* BEGIN TEXT EXTRACT *
While reviewing several Voynich folios side by side, I began to notice a recurring structural behavior that does not depend on linguistic interpretation. By comparing which glyphs or graphic elements visually dominate each page, a pattern appears to emerge in which groups of four consecutive folios seem to form a complete cycle. After the fourth folio, similar structural features appear to reset or reinitialize, suggesting that the manuscript may be organized according to repeated procedural units rather than continuous text.
The approach can be summarized in three main steps. First, multiple folios are examined simultaneously rather than sequentially, allowing visual comparison across pages. Second, attention is given to the relative prominence of glyph groups, shapes, or graphic features on each folio, without assigning linguistic meaning to them. Third, these observations are compared across consecutive folios in order to identify repetition, shifts, or resets in structural emphasis, which in some cases appear to occur at regular four-folio intervals.
* END TEXT EXTRACT *
- EXERCISES:
(1) According to the Voynich passage, how many consecutive folios seem to form a complete cycle?
(2) Reproduce everything in the Voynich passage from "The approach can" down to "regular four-folio intervals.".
(3) Do these statements agree with the Voynich passage? (a) The method assigns linguistic meaning to the glyph groups. (b) Folios are examined at the same time rather than one after another. (c) The method is summarized in five main steps.
* BEGIN MATERIAL SHOWN *
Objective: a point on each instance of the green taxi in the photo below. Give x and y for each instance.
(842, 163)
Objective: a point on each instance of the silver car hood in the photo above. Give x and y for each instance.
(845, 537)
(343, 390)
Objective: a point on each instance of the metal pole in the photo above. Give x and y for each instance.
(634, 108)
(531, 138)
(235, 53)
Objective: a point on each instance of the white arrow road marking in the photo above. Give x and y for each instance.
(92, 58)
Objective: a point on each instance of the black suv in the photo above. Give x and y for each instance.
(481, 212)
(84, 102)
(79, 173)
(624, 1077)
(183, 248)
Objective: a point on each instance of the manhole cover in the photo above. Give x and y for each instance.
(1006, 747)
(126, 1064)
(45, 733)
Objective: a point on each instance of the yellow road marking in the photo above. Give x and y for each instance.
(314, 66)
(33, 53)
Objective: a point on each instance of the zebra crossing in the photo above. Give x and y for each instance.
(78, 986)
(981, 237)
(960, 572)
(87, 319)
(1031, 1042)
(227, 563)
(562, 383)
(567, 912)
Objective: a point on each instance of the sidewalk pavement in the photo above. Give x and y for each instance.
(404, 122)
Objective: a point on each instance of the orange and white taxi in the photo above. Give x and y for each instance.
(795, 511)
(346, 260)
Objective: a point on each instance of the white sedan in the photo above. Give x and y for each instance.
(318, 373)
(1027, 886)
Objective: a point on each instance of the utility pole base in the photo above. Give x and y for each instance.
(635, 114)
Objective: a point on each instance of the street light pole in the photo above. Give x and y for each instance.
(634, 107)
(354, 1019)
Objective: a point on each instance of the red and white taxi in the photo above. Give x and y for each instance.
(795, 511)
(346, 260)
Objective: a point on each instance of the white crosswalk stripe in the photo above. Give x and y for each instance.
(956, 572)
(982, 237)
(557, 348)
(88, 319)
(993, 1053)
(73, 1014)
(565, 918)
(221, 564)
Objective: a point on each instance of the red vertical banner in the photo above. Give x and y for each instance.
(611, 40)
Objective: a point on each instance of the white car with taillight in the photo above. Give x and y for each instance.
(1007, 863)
* END MATERIAL SHOWN *
- TASK-BY-TASK OUTPUTS:
(1) Four

(2)
The approach can be summarized in three main steps. First, multiple folios are examined simultaneously rather than sequentially, allowing visual comparison across pages. Second, attention is given to the relative prominence of glyph groups, shapes, or graphic features on each folio, without assigning linguistic meaning to them. Third, these observations are compared across consecutive folios in order to identify repetition, shifts, or resets in structural emphasis, which in some cases appear to occur at regular four-folio intervals.

(3)
(a) No: "without assigning linguistic meaning to them"
(b) Yes: "multiple folios are examined simultaneously rather than sequentially"
(c) No: "The approach can be summarized in three main steps."